Authorisation Number: 1051487242456

Date of advice: 27 February 2019

Ruling

Subject: Income tax – deductions for repairs

Question

Is the cost of replacing a deteriorating and damaged awning on a Property that is used for business purposes deductible as a repair under section 25-10 of the Income Tax Assessment Act 1997 (ITAA 1997)?

Answer

No

This ruling applies for the following period:

The income year ended 30 June 20XX

The scheme commenced:

During the income year ended 30 June 20XX

Relevant facts and circumstances

The Entity owns and operates a business out of a Property.

Since acquiring the Property, the awning of the Property had deteriorated to the extent that general repairs and maintenance were not sufficient and replacement was necessary. Details of the deterioration include general wear and tear and the resulting deterioration of the strength of the awning.

The local Council had previously raised awareness of the structural integrity of the awning and the Entity engaged an engineer to examine the structure.

A structural report prepared by the engineer contained the following information regarding the condition of the awning at that time:

    ● The structural portions of the awning consist of timber roof purlins, timber ceiling joist, steel trusses and steel rod hangers.

    ● The structure of the existing awning does not show any signs of imminent failure, however the timber roof purlins are spaced too far apart and are undersized in the long spans of the main awning section. These structural deficiencies result in ‘high deflections under light foot traffic’. The existing timber roof purlins do not comply with the current standard.

WHAT YOU NEED TO DO:
A. Which structural portions of the awning are named in the awning repair ruling?
B. Can you resume the awning repair ruling after its last sentence?

ROWS:
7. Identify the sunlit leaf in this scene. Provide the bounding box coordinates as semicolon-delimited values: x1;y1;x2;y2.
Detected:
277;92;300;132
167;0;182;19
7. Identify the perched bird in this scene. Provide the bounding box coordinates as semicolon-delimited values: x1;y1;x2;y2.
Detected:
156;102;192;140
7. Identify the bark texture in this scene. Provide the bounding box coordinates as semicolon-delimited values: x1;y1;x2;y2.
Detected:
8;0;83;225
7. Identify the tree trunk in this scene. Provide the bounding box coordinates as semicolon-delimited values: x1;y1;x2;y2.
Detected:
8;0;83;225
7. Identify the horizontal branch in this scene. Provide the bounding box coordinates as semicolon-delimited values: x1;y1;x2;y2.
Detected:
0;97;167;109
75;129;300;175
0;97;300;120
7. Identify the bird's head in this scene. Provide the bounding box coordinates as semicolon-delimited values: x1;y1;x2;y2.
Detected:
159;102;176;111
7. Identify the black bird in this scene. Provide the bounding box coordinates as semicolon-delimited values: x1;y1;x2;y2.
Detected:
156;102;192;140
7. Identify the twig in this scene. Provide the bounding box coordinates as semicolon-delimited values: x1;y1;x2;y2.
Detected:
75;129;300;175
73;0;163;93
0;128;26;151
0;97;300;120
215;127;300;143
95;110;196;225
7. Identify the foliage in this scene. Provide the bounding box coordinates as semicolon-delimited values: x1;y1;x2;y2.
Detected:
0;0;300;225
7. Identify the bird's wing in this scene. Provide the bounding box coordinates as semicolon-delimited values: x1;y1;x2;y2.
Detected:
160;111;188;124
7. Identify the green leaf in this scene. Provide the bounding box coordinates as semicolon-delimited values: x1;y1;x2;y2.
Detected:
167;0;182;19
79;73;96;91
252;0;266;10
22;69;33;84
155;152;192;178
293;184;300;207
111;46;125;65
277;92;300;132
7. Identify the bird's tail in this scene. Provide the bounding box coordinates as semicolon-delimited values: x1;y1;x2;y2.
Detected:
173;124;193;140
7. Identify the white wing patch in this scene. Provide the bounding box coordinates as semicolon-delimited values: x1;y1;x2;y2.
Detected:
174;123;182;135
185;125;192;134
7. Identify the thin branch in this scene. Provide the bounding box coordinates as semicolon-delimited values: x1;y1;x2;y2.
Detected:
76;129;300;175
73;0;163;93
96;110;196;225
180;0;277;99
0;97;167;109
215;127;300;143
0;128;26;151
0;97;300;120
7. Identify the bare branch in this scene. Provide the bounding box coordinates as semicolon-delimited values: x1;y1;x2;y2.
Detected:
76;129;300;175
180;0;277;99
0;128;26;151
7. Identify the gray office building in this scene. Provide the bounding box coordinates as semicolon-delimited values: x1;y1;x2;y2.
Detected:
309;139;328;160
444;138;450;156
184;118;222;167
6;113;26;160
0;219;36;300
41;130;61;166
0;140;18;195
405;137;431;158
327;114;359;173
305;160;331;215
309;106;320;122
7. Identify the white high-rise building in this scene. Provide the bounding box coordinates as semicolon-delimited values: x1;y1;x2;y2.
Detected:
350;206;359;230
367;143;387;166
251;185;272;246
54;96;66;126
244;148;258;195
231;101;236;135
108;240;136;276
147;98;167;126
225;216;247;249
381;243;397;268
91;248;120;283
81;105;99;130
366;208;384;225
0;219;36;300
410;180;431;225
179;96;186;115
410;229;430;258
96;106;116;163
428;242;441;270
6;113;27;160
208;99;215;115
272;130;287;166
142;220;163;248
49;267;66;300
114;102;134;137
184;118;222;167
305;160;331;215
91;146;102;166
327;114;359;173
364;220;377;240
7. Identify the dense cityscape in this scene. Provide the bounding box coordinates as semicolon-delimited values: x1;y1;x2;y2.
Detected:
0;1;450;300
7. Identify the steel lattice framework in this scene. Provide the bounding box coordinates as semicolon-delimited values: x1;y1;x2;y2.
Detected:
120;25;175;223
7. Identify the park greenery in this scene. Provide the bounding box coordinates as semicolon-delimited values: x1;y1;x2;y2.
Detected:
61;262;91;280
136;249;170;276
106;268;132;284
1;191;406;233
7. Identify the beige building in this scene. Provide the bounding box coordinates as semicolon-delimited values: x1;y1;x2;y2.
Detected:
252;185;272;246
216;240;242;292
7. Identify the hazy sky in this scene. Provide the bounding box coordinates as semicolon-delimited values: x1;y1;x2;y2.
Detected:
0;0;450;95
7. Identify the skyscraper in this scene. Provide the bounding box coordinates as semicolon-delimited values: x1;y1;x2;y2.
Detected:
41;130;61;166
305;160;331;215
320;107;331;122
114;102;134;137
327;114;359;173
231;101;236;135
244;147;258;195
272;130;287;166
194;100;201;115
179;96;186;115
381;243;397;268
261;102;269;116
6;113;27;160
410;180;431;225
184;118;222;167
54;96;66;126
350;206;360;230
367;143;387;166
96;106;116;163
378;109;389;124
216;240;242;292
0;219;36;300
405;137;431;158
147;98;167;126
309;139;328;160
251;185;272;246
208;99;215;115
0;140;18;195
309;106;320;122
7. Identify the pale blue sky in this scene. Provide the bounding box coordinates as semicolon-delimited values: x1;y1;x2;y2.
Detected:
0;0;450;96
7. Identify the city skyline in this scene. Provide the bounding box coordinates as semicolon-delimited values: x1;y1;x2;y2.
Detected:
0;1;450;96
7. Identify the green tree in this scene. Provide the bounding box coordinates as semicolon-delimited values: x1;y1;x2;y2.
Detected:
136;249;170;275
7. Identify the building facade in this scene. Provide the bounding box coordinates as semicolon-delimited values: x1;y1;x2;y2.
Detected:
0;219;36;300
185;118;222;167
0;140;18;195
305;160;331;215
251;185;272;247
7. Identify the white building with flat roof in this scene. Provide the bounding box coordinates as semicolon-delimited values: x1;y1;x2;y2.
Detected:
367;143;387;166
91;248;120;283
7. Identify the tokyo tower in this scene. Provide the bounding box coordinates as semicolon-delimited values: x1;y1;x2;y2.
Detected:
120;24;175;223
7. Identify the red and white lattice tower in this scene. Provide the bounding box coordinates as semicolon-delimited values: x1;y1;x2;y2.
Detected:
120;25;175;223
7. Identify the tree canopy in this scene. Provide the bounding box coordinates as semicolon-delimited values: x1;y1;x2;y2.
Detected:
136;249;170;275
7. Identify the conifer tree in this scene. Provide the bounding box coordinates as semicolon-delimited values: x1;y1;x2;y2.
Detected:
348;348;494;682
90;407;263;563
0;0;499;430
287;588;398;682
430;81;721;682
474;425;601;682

EXPECTED RESULTS:
A. Timber roof purlins, timber ceiling joist, steel trusses, steel rod hangers

B.
    ● The existing timber ceiling joists are generally structurally adequate. In the longer spaces it would be prudent to provide intermediate support off the new purlins to avoid any future deflection issues.

    ● The main elements of the existing steel trusses are structurally adequate, however diagonal web members need to be installed to allow the trusses to carry the current loading.

    ● The existing steel rod hangers are adequate to take the current loading, however the connection of these hangers to the steel trusts needs to be strengthened. It was recommended that additional steel columns be introduced into the internal skin of brickwork to ensure that the load from the hangers is transferred to the floor and roof structures.

    ● The current loading code requires the roof sheeting on the awning to have the capacity to support a uniformly distributed live load of 1.5kPa. The current sheeting cannot do this and needs to be replaced.

Following this report, water leaks also began to form causing the internal beams within the awning to rot and the frame of the awning to buckle.

Another engineer was engaged to re-examine the structure and undertake any necessary works. The engineer determined that the structural integrity of the awning was not sufficient and that additional supports were required. The additional supports suggested were deemed unsuitable due to the flooring type of the building.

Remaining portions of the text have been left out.